▶ [DIRECTIONS] List each line of the material that contains the string "shrub", copying every such line in full.

▶ [Dataset records]
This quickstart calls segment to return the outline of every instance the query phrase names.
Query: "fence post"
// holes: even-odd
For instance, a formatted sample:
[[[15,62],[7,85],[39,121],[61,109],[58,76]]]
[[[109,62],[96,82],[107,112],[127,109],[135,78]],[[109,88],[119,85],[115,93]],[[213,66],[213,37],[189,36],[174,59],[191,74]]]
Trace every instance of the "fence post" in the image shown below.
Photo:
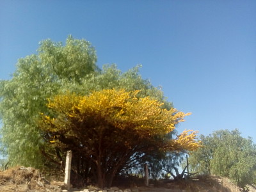
[[[67,152],[66,166],[65,168],[64,184],[67,185],[67,189],[70,189],[70,172],[71,172],[72,151]]]
[[[188,170],[188,155],[186,155],[186,158],[187,158],[187,170],[188,170],[188,177],[189,177],[189,172]]]
[[[145,185],[148,186],[148,167],[147,163],[144,165],[145,171]]]

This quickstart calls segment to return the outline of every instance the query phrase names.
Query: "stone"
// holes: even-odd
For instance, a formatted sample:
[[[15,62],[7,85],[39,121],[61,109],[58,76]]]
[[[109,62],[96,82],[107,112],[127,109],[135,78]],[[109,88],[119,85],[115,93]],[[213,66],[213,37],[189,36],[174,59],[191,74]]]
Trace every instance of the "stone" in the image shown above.
[[[111,188],[110,188],[110,189],[111,190],[114,190],[114,191],[118,191],[119,188],[117,188],[117,187],[111,187]]]
[[[133,188],[133,189],[132,189],[132,192],[139,192],[139,189]]]

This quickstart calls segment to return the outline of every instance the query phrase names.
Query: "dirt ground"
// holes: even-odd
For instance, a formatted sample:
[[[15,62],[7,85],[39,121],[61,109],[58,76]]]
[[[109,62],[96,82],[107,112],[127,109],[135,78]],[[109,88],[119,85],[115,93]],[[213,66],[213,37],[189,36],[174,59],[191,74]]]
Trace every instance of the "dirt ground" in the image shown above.
[[[122,186],[118,186],[122,189]],[[228,179],[214,175],[197,176],[193,180],[157,180],[150,183],[148,187],[135,186],[137,191],[143,192],[238,192],[242,191]],[[0,172],[1,192],[62,192],[65,189],[63,182],[49,181],[40,172],[33,168],[16,167]],[[86,189],[86,188],[84,188]],[[81,191],[84,189],[72,189],[70,191]],[[132,189],[131,190],[132,191]],[[249,186],[250,192],[256,192],[255,186]]]

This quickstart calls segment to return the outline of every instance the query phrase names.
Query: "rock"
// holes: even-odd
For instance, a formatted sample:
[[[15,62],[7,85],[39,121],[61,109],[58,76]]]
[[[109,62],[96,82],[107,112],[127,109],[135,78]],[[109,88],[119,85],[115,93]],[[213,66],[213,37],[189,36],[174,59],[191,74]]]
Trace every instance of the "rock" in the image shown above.
[[[114,190],[114,191],[118,191],[119,188],[117,188],[117,187],[111,187],[111,188],[110,188],[110,189],[111,190]]]
[[[132,192],[139,192],[139,189],[133,188],[133,189],[132,189]]]

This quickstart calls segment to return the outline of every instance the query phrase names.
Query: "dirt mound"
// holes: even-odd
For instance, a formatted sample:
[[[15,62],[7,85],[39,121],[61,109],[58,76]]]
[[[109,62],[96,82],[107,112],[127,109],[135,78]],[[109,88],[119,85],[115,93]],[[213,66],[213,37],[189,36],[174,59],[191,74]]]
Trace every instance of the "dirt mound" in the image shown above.
[[[0,191],[61,191],[63,182],[51,184],[40,171],[24,166],[10,168],[0,172]]]

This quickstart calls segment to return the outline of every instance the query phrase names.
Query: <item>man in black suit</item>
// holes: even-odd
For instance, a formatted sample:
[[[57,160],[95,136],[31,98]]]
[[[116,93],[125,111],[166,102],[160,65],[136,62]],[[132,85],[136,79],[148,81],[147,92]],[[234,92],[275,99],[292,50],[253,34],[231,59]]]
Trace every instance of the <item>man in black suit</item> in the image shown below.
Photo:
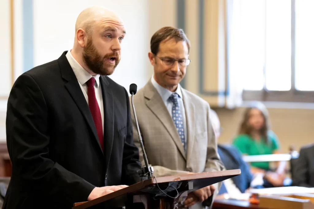
[[[72,50],[12,87],[6,130],[13,170],[3,208],[71,208],[140,180],[128,93],[107,76],[120,60],[123,23],[91,8],[75,30]]]
[[[294,186],[314,187],[314,144],[302,147],[291,167]]]

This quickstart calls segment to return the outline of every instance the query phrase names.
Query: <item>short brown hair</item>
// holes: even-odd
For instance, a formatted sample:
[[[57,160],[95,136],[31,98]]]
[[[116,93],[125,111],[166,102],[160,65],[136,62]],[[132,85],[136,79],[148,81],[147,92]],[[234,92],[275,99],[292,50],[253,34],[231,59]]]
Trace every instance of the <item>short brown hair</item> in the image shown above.
[[[252,128],[249,123],[250,113],[251,110],[253,109],[257,109],[261,111],[264,118],[264,124],[259,130],[260,134],[262,137],[262,140],[267,144],[269,144],[270,143],[269,139],[267,134],[269,128],[269,120],[267,114],[262,110],[257,107],[248,107],[246,110],[243,115],[243,119],[241,123],[239,134],[246,134],[252,137]]]
[[[150,51],[155,55],[159,51],[159,45],[161,42],[165,40],[174,39],[177,42],[185,41],[187,44],[188,51],[191,47],[190,40],[187,37],[183,30],[173,27],[162,28],[153,35],[150,39]]]

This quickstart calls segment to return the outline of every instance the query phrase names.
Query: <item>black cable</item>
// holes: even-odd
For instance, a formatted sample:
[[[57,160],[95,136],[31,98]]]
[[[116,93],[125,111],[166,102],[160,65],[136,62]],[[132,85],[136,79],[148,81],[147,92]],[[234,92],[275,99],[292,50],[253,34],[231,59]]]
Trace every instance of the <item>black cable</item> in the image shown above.
[[[170,186],[170,185],[167,186],[167,188],[168,188],[168,187],[172,187],[172,188],[173,188],[175,190],[176,190],[176,192],[177,192],[177,195],[176,195],[176,196],[175,197],[172,197],[171,196],[170,196],[169,195],[167,195],[165,193],[165,192],[163,191],[163,190],[161,189],[160,188],[160,187],[159,187],[159,186],[158,185],[158,183],[157,182],[157,180],[156,179],[156,176],[154,176],[154,178],[155,178],[155,180],[156,181],[156,184],[157,185],[157,186],[158,187],[158,189],[159,189],[159,190],[160,190],[161,191],[161,192],[162,192],[164,194],[165,194],[167,196],[168,196],[168,197],[170,197],[171,198],[172,198],[172,199],[176,199],[176,198],[178,198],[178,197],[179,196],[179,192],[178,191],[178,190],[177,190],[177,189],[176,188],[175,188],[175,187],[172,186]]]

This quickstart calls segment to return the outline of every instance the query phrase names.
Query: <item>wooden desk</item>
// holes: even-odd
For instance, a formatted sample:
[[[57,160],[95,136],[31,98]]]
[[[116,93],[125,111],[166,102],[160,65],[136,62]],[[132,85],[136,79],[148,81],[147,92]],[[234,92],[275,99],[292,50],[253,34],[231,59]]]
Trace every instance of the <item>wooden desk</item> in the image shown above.
[[[256,205],[251,204],[248,201],[231,199],[216,200],[213,205],[212,209],[264,209]]]

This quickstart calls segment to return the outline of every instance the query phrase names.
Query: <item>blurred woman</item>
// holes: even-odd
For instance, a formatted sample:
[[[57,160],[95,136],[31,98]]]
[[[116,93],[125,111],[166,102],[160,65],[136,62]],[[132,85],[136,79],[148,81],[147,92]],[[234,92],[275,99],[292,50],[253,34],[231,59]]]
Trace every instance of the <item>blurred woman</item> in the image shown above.
[[[253,102],[245,112],[239,135],[233,144],[243,155],[279,154],[279,140],[270,127],[266,107],[261,102]],[[285,178],[286,162],[277,162],[277,165],[276,171],[273,172],[269,162],[252,162],[251,171],[263,174],[264,180],[270,183],[269,186],[282,186]]]

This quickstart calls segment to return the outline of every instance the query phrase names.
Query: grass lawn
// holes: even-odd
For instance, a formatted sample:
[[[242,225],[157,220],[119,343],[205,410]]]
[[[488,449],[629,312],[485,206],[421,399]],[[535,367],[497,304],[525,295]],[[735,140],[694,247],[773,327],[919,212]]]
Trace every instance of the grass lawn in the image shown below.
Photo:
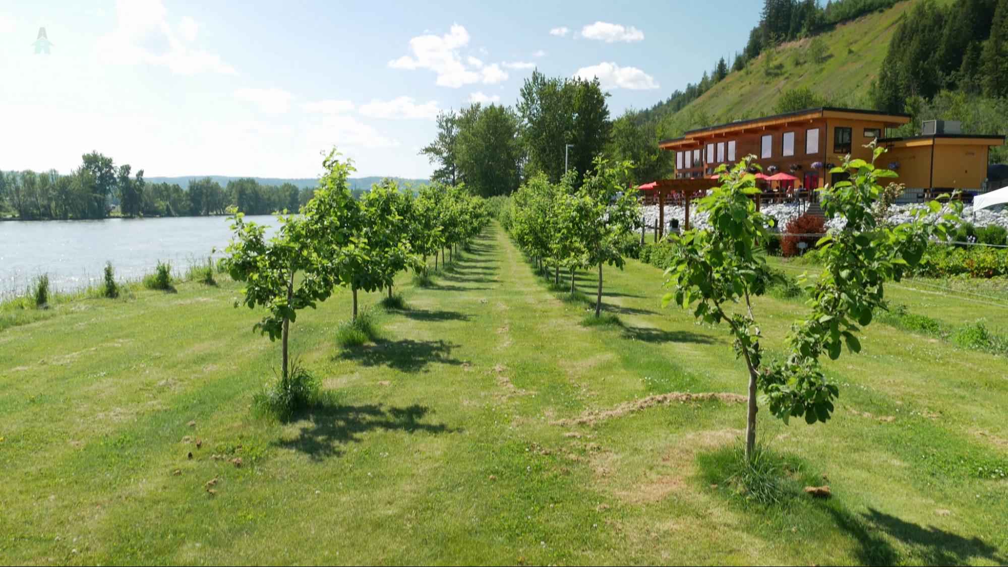
[[[404,276],[407,308],[380,316],[374,342],[335,345],[338,294],[291,326],[332,401],[289,424],[250,412],[279,344],[232,307],[234,283],[82,299],[6,328],[0,561],[1008,562],[1003,357],[873,324],[861,355],[828,367],[833,420],[760,414],[762,442],[832,498],[744,503],[712,481],[744,406],[686,396],[744,393],[726,333],[660,308],[656,268],[605,275],[619,323],[583,326],[585,305],[494,226],[432,287]],[[595,274],[578,282],[590,294]],[[893,294],[958,323],[996,316]],[[756,309],[779,348],[800,304]]]

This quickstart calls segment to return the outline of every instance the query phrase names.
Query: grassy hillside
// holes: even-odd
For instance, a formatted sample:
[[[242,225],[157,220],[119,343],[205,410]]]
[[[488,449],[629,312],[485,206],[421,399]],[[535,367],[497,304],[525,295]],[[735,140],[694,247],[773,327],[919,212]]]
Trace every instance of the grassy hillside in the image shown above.
[[[781,93],[799,87],[807,87],[837,106],[868,106],[865,98],[869,86],[878,77],[900,17],[921,1],[900,2],[820,34],[817,37],[828,48],[820,62],[808,55],[809,38],[762,53],[676,113],[673,122],[678,128],[672,129],[681,131],[770,114]],[[768,56],[772,61],[769,74],[765,63]]]
[[[434,286],[404,278],[406,309],[373,343],[334,344],[340,293],[291,328],[331,398],[287,424],[250,413],[279,345],[252,332],[260,311],[232,307],[233,282],[0,331],[0,562],[1008,561],[1003,357],[873,323],[860,355],[827,363],[833,420],[760,413],[791,476],[784,504],[757,505],[720,472],[745,391],[724,329],[662,309],[657,268],[606,278],[622,324],[582,326],[584,306],[493,227]],[[1003,303],[908,287],[887,296],[1008,320]],[[800,303],[756,308],[779,352]]]

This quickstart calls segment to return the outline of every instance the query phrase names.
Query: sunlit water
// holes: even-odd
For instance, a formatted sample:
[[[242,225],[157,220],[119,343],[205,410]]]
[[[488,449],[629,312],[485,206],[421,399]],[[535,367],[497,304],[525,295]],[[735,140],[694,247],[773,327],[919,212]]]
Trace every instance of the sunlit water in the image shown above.
[[[276,223],[269,216],[245,219]],[[158,260],[180,275],[190,264],[220,257],[229,240],[226,217],[0,222],[0,295],[24,293],[43,273],[56,291],[83,289],[101,281],[107,261],[118,280],[139,279]]]

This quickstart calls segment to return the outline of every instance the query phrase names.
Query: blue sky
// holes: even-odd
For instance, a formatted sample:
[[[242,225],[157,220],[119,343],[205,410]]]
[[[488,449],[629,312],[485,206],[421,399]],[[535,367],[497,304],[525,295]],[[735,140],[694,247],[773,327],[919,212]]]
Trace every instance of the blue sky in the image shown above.
[[[335,145],[360,175],[425,177],[438,110],[513,105],[533,66],[599,76],[614,117],[646,108],[740,50],[760,5],[0,0],[0,169],[94,149],[147,175],[312,177]]]

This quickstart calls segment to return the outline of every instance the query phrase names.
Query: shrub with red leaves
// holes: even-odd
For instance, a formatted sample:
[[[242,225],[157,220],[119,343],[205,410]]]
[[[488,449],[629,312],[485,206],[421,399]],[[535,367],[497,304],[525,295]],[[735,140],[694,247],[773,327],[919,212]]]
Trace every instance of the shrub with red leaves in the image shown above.
[[[796,217],[787,224],[784,229],[786,234],[780,243],[780,249],[784,256],[797,256],[801,254],[798,243],[803,242],[808,245],[805,250],[815,248],[815,243],[823,237],[806,237],[798,235],[822,235],[826,233],[826,219],[807,212]]]

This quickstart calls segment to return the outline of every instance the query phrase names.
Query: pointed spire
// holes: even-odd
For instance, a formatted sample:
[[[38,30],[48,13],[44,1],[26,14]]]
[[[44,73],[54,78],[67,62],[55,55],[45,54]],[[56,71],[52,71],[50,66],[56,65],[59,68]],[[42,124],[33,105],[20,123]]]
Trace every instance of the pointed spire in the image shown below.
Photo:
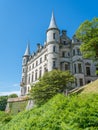
[[[29,56],[30,55],[30,46],[29,46],[29,43],[27,44],[27,48],[26,48],[26,51],[24,53],[24,56]]]
[[[52,17],[51,17],[51,21],[50,21],[50,25],[49,25],[49,28],[58,28],[57,25],[56,25],[56,21],[55,21],[55,17],[54,17],[54,13],[52,12]]]

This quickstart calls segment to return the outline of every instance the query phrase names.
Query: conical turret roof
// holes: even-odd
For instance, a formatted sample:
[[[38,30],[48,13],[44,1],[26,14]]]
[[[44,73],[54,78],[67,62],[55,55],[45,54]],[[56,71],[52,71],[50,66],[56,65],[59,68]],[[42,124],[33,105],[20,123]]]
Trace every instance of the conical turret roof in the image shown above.
[[[58,28],[57,25],[56,25],[56,21],[55,21],[55,17],[54,17],[54,13],[52,12],[52,17],[51,17],[51,21],[50,21],[50,25],[49,25],[49,28]]]
[[[30,46],[29,46],[29,43],[27,44],[27,48],[26,48],[26,51],[24,53],[24,56],[29,56],[30,55]]]

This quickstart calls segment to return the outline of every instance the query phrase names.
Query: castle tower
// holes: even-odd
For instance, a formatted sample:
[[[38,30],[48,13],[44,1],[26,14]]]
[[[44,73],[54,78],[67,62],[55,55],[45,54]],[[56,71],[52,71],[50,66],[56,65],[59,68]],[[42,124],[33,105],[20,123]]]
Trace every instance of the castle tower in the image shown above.
[[[53,69],[59,69],[59,43],[60,43],[60,31],[56,25],[54,13],[52,13],[49,28],[47,30],[47,60],[48,71]]]
[[[30,47],[29,44],[27,44],[26,51],[24,53],[23,59],[22,59],[22,81],[21,81],[21,95],[25,95],[27,93],[27,62],[29,60],[30,56]]]

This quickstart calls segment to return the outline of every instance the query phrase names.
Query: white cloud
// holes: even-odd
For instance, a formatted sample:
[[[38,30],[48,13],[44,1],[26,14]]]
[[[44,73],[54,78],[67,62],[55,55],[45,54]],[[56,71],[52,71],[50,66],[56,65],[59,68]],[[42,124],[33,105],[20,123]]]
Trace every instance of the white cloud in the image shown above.
[[[20,91],[10,91],[10,92],[0,92],[0,96],[10,95],[13,93],[20,95]]]

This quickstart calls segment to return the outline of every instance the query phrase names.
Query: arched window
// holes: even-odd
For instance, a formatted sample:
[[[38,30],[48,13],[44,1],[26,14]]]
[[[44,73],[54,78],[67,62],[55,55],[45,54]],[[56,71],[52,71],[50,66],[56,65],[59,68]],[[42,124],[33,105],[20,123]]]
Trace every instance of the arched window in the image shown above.
[[[55,39],[55,33],[53,33],[53,39]]]

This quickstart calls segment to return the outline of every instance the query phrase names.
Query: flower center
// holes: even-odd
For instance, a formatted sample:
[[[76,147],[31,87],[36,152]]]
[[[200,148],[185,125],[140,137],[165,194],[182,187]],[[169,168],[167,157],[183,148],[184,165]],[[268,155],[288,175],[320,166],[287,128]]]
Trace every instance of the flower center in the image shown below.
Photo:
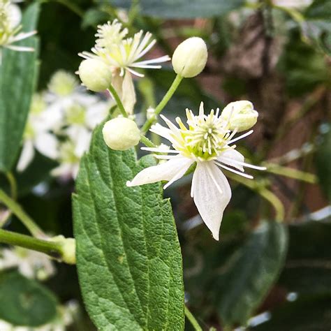
[[[189,128],[180,119],[176,119],[182,138],[179,150],[186,155],[207,161],[215,159],[227,149],[233,135],[228,129],[228,123],[218,117],[219,111],[217,110],[215,115],[212,110],[208,115],[200,113],[198,116],[194,116],[191,110],[187,110]]]

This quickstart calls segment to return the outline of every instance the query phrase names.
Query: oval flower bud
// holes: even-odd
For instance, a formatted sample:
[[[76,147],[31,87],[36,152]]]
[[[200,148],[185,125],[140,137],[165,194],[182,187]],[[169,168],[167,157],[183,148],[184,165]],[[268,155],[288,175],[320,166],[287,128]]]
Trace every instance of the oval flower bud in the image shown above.
[[[140,131],[137,124],[126,117],[117,117],[107,122],[102,130],[103,140],[108,147],[125,151],[138,144]]]
[[[97,59],[82,61],[78,69],[78,74],[87,89],[94,92],[105,91],[112,82],[111,69]]]
[[[201,38],[189,38],[175,50],[172,60],[175,72],[186,78],[196,76],[205,68],[207,56],[206,43]]]
[[[230,130],[237,128],[240,132],[248,130],[256,124],[258,112],[254,110],[251,102],[242,100],[227,105],[221,116],[226,121],[230,119]]]

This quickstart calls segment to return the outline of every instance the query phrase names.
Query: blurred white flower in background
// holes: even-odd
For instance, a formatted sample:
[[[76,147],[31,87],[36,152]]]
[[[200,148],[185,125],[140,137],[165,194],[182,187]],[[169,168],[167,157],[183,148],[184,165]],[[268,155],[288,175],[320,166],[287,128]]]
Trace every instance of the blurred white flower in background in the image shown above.
[[[90,52],[82,52],[79,55],[84,59],[99,59],[111,68],[112,85],[122,99],[128,114],[132,114],[135,103],[135,91],[132,75],[144,77],[136,71],[140,68],[161,68],[160,63],[170,58],[163,56],[156,59],[140,61],[155,45],[149,32],[140,30],[133,38],[125,38],[128,31],[122,29],[117,20],[98,26],[96,45]],[[125,91],[125,93],[124,93]]]
[[[37,33],[36,31],[20,32],[22,29],[21,19],[21,11],[17,5],[9,0],[0,0],[0,51],[1,47],[19,52],[34,50],[31,47],[13,45]]]
[[[46,254],[18,247],[0,251],[0,271],[13,267],[17,267],[27,278],[39,280],[47,279],[56,272],[53,262]]]
[[[109,98],[87,94],[73,75],[55,73],[47,90],[33,98],[17,170],[27,168],[37,150],[59,162],[54,176],[75,178],[93,129],[107,117],[112,104]]]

▶ [WORKED SOLUTION]
Query: shrub with red leaves
Trace every instance of the shrub with red leaves in the image shown above.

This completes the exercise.